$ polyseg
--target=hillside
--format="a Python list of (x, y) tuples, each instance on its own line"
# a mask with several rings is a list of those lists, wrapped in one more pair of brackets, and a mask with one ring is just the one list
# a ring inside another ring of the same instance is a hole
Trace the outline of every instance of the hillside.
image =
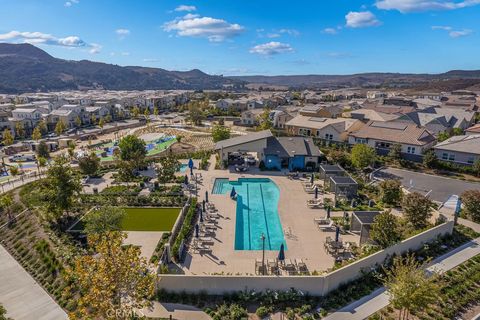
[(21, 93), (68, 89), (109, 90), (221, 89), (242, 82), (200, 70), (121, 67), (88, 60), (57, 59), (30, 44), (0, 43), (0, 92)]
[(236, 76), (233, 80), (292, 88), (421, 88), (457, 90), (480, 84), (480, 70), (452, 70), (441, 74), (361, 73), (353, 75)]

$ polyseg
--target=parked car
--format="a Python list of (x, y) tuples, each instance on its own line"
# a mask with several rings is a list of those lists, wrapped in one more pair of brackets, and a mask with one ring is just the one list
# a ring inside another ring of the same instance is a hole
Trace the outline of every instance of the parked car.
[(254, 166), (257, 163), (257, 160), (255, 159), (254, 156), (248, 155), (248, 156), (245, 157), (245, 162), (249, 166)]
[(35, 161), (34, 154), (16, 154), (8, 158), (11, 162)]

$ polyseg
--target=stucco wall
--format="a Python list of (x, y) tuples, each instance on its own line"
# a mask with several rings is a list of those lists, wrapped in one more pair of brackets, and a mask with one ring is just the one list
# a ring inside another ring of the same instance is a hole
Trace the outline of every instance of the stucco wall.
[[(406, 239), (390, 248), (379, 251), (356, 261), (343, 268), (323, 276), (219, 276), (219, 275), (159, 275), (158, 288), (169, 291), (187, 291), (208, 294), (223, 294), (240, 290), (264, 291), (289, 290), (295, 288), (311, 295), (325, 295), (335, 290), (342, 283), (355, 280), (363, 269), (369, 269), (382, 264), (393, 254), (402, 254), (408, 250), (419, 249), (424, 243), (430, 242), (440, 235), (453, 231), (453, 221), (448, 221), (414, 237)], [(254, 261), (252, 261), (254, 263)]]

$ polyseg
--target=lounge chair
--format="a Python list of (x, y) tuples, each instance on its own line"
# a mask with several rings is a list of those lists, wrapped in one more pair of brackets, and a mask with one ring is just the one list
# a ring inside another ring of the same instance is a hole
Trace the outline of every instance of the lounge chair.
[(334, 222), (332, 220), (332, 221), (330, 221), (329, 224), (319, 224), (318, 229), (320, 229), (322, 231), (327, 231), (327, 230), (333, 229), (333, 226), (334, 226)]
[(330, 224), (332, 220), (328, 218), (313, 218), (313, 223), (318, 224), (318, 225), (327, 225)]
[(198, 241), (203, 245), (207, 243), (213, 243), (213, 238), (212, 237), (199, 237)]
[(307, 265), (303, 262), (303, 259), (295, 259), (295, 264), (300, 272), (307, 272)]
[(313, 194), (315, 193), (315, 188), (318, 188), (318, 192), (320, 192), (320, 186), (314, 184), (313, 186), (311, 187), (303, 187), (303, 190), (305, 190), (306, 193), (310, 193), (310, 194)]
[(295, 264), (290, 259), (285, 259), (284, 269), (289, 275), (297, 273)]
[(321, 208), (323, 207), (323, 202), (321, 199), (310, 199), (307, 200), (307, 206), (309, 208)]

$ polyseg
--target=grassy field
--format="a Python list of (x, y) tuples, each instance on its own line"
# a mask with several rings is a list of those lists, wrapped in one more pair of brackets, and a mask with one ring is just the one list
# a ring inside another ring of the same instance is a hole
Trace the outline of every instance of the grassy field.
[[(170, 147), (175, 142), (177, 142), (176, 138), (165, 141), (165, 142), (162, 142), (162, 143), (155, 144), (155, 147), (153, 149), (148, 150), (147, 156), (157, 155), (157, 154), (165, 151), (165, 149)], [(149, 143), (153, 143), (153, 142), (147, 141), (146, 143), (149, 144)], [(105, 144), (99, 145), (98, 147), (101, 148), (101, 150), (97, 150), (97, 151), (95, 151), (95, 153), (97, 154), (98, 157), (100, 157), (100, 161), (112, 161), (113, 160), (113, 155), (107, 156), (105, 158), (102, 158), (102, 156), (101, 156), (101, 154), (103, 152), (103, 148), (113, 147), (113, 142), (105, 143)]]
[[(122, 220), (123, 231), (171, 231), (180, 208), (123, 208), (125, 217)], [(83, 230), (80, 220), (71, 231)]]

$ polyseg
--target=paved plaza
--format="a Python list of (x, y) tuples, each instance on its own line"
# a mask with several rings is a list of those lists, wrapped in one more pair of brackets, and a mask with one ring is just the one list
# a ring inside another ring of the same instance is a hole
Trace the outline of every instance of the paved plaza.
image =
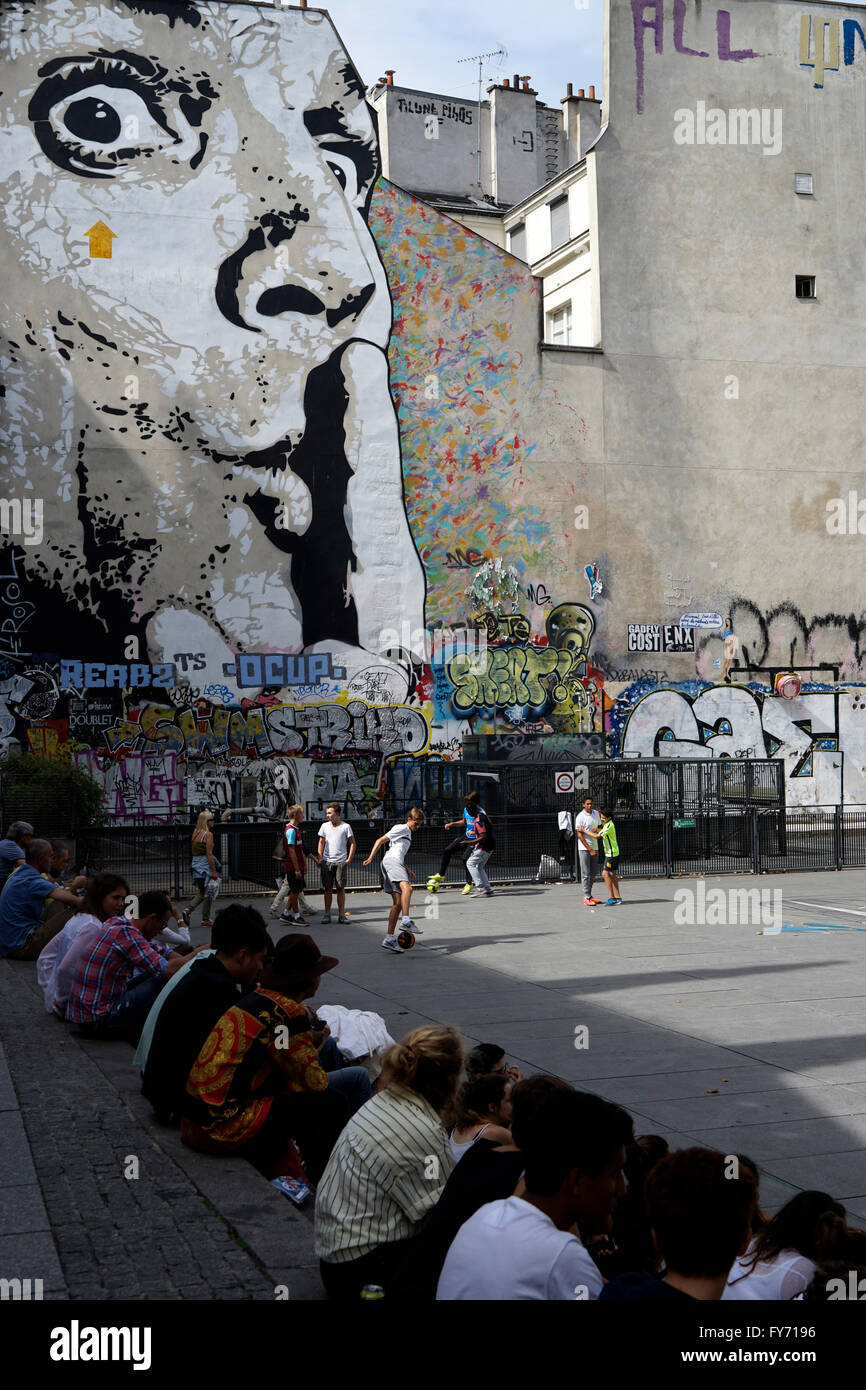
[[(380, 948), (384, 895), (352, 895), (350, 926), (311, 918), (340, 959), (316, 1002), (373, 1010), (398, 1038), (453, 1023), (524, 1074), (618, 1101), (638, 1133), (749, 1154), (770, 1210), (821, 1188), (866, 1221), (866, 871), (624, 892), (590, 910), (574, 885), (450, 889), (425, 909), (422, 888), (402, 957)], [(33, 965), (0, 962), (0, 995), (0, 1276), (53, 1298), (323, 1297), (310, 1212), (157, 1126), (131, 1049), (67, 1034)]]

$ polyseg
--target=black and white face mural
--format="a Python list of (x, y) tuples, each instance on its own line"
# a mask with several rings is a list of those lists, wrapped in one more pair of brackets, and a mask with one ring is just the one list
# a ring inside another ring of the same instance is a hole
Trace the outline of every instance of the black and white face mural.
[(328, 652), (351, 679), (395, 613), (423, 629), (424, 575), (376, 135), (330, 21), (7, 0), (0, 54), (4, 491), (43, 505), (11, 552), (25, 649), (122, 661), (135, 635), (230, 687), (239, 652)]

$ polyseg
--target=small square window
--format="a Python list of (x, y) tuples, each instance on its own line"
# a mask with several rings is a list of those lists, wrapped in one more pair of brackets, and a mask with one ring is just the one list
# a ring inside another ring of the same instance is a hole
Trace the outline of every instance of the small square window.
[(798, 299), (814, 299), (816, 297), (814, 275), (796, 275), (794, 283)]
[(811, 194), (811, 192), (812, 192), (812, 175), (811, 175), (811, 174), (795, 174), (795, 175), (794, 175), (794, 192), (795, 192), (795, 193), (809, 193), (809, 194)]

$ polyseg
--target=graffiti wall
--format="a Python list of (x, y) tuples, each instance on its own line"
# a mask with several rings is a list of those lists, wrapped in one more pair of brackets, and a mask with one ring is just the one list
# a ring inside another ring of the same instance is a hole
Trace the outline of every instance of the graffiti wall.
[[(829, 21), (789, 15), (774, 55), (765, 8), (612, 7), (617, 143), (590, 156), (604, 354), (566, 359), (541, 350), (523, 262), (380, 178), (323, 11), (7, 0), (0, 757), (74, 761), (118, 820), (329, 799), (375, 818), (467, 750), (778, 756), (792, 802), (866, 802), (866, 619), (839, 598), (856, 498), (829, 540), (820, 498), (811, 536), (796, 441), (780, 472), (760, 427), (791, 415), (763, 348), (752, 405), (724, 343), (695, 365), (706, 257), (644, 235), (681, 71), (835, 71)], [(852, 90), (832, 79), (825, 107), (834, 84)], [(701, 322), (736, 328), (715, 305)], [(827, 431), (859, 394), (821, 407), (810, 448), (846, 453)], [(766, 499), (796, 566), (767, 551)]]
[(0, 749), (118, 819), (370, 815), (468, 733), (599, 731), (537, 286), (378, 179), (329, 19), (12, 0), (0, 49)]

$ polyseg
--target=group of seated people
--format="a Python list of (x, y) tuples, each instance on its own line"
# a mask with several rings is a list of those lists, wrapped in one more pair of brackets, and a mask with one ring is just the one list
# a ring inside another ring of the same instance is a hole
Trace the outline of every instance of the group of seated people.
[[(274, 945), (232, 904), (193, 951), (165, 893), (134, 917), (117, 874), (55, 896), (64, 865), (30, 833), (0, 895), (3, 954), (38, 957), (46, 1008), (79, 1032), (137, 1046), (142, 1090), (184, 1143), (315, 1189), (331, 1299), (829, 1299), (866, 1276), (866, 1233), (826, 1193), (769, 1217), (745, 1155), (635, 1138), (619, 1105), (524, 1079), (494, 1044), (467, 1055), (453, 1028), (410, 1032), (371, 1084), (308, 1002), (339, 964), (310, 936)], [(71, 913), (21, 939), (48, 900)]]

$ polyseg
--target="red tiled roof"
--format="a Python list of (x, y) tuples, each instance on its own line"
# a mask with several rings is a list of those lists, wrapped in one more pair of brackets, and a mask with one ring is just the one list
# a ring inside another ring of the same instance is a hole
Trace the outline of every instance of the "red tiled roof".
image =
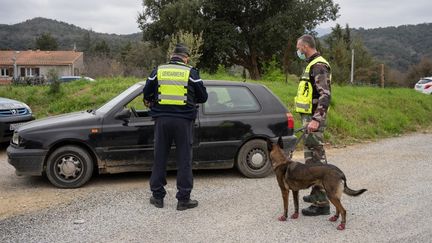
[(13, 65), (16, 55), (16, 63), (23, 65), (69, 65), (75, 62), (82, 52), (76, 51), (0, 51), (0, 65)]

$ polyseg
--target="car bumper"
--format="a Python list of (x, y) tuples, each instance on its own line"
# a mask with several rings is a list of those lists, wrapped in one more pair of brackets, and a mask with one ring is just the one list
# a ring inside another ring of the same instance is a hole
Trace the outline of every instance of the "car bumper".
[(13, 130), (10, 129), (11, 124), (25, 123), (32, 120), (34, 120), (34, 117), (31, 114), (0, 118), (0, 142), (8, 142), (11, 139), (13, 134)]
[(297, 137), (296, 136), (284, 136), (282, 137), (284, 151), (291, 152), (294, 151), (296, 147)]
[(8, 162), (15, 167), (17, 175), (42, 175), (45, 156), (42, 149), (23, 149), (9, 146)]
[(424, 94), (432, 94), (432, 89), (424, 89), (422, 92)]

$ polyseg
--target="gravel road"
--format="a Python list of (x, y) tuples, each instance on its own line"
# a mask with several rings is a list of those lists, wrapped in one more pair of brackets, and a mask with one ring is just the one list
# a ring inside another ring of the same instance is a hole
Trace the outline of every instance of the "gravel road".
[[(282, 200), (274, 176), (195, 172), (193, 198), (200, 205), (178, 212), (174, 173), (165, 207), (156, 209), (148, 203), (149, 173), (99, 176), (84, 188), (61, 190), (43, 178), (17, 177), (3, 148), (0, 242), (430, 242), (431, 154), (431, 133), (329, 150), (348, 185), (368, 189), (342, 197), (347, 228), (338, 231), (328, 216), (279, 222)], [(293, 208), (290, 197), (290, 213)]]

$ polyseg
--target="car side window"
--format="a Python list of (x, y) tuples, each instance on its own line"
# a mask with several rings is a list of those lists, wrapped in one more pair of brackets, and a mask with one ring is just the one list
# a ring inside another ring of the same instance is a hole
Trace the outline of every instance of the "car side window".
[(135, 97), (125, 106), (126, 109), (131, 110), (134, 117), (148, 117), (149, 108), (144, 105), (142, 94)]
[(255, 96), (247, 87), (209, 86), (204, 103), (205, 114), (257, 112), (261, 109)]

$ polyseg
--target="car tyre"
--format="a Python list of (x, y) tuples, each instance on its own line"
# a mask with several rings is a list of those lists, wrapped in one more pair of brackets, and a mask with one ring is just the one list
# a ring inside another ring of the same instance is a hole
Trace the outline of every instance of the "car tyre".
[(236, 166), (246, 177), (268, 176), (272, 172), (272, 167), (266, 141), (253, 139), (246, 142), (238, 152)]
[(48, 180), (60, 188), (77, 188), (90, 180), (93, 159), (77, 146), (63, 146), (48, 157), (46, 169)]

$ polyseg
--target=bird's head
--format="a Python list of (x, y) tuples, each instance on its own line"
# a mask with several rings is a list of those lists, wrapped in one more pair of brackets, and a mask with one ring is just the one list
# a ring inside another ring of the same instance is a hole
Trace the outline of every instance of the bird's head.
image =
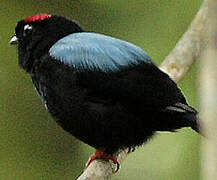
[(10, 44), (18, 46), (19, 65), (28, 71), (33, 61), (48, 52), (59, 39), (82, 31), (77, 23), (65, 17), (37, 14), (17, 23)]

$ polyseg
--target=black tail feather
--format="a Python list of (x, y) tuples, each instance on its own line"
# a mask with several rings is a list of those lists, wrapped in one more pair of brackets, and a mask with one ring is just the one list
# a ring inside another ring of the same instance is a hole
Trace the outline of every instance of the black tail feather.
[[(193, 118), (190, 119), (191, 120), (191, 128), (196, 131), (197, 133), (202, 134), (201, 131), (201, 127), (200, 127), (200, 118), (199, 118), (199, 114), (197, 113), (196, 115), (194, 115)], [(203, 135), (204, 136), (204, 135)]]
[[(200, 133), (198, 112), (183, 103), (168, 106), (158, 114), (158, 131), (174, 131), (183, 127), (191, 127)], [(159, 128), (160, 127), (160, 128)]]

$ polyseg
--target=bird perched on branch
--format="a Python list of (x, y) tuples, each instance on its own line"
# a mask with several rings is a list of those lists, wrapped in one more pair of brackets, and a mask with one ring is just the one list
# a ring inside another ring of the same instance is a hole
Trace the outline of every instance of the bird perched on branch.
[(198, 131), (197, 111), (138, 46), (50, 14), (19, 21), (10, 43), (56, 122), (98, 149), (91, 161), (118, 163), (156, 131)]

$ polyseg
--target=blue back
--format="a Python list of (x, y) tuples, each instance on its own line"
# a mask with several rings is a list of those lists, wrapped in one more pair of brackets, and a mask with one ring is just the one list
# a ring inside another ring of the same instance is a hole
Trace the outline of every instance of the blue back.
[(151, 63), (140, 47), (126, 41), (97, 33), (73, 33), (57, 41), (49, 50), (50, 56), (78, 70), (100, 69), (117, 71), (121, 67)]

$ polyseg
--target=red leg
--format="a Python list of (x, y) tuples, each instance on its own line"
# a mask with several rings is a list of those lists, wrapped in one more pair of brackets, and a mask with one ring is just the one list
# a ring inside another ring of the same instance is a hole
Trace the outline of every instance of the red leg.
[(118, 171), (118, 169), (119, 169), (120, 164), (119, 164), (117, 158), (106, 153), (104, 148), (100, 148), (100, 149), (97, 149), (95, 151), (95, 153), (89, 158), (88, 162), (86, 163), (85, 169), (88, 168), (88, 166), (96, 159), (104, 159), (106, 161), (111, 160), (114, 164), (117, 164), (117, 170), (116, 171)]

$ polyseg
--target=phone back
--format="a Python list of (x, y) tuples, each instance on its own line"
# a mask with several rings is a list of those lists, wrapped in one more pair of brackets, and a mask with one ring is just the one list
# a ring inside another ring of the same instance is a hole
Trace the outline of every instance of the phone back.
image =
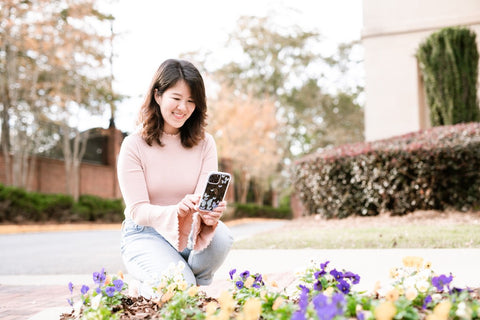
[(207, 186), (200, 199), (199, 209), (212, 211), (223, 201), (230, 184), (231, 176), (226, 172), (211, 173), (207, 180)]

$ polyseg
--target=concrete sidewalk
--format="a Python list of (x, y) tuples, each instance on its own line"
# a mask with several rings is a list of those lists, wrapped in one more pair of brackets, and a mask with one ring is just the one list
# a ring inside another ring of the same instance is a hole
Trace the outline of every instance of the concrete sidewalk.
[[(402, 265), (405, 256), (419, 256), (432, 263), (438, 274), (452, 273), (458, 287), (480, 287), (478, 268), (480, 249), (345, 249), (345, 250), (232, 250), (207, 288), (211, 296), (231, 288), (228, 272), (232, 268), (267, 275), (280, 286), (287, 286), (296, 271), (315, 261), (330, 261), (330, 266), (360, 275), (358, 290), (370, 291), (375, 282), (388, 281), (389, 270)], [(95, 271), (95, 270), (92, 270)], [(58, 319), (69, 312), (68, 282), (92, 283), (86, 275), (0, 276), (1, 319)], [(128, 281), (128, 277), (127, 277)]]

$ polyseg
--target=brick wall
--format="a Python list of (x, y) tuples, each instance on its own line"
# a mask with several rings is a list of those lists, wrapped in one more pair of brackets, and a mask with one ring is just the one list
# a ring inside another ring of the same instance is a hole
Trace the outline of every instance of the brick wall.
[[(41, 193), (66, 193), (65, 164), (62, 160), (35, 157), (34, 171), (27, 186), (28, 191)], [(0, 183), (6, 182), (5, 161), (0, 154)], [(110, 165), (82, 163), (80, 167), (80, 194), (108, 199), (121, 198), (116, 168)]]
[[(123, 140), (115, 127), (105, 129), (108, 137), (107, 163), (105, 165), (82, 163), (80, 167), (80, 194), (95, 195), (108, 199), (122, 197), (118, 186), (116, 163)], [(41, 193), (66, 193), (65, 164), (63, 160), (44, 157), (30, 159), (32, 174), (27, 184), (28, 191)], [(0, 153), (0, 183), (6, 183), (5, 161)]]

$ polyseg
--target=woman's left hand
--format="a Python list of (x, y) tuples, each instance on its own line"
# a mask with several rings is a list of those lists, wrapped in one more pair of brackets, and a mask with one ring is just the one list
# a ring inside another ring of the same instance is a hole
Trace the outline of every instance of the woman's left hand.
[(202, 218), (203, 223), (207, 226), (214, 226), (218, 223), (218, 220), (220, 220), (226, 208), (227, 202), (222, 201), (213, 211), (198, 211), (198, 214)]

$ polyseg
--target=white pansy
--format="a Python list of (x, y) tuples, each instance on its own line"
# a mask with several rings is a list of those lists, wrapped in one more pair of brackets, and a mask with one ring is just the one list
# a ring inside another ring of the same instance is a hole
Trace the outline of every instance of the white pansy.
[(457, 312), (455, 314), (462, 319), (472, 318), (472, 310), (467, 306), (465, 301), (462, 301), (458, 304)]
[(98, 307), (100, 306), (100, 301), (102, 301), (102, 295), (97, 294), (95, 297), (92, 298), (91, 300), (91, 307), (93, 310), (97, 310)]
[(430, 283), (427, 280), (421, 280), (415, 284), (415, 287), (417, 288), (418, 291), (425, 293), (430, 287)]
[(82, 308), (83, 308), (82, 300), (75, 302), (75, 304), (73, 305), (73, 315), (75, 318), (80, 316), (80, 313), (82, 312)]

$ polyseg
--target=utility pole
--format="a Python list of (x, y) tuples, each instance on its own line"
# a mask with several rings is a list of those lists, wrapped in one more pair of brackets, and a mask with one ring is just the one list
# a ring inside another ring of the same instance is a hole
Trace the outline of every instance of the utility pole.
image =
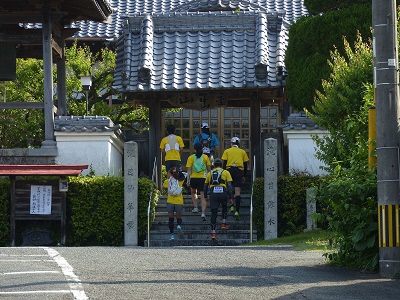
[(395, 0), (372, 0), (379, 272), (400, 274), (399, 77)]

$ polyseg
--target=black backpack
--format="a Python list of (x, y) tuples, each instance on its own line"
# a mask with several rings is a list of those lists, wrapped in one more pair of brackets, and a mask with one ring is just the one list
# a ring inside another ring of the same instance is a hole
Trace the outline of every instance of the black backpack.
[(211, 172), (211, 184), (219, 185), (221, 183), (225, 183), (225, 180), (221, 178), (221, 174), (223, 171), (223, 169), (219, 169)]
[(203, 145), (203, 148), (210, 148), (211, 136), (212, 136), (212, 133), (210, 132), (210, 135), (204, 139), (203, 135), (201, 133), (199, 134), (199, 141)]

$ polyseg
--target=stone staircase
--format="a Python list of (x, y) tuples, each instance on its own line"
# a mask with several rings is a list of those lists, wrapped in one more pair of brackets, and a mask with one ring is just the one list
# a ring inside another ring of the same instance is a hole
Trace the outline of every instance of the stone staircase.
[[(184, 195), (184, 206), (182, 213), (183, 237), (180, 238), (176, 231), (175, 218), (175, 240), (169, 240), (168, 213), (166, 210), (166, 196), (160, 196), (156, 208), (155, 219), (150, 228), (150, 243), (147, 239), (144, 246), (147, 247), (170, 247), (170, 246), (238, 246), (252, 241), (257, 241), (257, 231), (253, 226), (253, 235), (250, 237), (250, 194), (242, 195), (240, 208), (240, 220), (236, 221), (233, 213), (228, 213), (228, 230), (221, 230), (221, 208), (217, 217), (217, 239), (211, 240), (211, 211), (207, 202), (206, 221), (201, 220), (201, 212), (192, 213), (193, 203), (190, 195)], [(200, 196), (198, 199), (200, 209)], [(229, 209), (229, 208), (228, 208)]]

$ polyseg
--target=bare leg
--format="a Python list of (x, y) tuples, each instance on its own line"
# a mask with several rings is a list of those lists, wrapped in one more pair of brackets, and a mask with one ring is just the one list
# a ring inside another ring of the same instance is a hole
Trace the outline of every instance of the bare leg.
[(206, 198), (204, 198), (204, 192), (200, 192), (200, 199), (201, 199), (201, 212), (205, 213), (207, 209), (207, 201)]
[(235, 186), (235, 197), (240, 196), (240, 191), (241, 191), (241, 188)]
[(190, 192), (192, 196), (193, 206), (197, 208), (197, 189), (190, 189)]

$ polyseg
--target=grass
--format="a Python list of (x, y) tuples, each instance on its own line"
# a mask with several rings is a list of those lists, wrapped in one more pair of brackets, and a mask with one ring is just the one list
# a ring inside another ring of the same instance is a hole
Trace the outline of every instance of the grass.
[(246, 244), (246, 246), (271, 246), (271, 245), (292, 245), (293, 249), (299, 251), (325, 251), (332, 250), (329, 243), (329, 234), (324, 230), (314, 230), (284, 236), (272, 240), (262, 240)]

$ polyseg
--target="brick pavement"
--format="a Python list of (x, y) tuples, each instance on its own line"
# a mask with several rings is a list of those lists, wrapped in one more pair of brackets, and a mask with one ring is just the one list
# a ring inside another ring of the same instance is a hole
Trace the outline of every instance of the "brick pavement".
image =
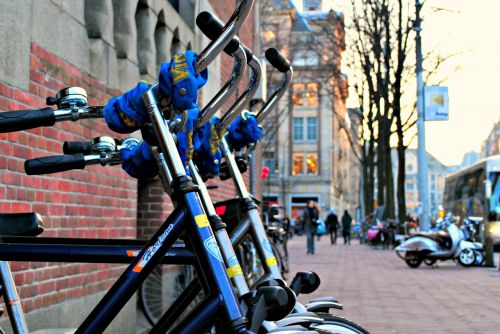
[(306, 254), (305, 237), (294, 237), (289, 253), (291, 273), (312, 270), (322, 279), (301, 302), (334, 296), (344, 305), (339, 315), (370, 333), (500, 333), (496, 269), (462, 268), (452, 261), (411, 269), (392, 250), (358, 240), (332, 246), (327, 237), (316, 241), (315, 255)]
============================================================
What you are asked to do =
Each line carrying the string "pavement" should be copied out from the entries.

Exercise solution =
--target="brick pavement"
Trace the outline of every instance of the "brick pavement".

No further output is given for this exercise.